*Document segment*.
┌──

Professor quits GM public-opinion group over pro-GM “rigging”
A leading professor has stepped down from his role in a UK government group set up to look at public opinion on GM food in protest over efforts to “rig” findings, according to reports.
Prof Brian Wynne was vice chairman of a group set up by the Food Standards Agency (FSA) to gauge the public’s thoughts on GM food.
However, Wynne has resigned from his role in protest at the use of taxpayers’ money to promote “propaganda” in favour of genetically modified food, according to the Daily Telegraph.
This is the second resignation of a member of the Food Standards Agency’s 11-person steering group, set up to gauge the public mood on GM food.
Wynne resigned just eight days after Dr. Helen Wallace, director of the thinktank GeneWatch UK, left the group.
Dr. Wallace is understood to have left in protest at the FSA’s links with the agri-chemical industry, which has been lobbying strongly to allow GM foods to be used more widely.
It is understood Wynne thought the public consultation was being “rigged” in favour of the controversial technology and was “an arm of propaganda to try to push the opinion of the British public in the right direction”.
“In that sense it is in line with so much public policy in Britain that assumes the public is anti-science,” Wynne, a sociologist at Lancaster University, told the newspaper.
He said within a few months it became clear that the consultation was “rigged” to soften up public opinion ahead of government efforts to lift restrictions on the technology.

└──

*Exercise tasks*.
- 1) List every named organization mentioned in the article on the GM public-opinion group.
- 2) Echo the article on the GM public-opinion group word for word. Begin at the words "Professor quits GM" and stop after "thoughts on GM food.".

*Region pointing data*.
┌──

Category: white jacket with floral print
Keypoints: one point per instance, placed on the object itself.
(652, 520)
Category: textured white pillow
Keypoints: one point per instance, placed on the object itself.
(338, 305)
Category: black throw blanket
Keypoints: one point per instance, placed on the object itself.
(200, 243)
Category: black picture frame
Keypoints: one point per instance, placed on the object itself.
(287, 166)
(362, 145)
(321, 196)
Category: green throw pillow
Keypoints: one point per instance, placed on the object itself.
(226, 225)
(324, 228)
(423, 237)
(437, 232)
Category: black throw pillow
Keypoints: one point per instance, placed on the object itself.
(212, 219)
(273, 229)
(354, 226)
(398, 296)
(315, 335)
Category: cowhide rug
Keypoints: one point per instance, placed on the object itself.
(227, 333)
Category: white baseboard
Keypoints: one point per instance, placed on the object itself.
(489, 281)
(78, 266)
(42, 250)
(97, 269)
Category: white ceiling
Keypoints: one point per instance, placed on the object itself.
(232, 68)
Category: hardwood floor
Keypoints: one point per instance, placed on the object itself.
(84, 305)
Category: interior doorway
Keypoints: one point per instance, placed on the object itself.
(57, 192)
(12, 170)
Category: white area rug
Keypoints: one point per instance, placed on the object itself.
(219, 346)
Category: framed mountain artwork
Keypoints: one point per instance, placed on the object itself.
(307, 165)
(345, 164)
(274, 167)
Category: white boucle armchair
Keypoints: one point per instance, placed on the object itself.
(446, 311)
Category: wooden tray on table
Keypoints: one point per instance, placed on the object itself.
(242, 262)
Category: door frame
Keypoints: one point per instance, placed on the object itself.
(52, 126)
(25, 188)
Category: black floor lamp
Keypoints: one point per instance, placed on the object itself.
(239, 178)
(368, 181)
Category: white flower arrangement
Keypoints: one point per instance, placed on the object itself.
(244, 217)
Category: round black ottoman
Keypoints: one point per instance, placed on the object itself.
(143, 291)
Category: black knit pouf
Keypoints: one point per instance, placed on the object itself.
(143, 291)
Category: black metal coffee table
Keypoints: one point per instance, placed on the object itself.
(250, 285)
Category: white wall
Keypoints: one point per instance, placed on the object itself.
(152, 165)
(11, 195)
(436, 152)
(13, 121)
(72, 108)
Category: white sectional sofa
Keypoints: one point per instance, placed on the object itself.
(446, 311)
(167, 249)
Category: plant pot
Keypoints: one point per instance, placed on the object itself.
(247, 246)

└──

*Answers to the exercises*.
- 1)
- Food Standards Agency (FSA)
- Daily Telegraph
- GeneWatch UK
- Lancaster University

- 2)
Professor quits GM public-opinion group over pro-GM “rigging”
A leading professor has stepped down from his role in a UK government group set up to look at public opinion on GM food in protest over efforts to “rig” findings, according to reports.
Prof Brian Wynne was vice chairman of a group set up by the Food Standards Agency (FSA) to gauge the public’s thoughts on GM food.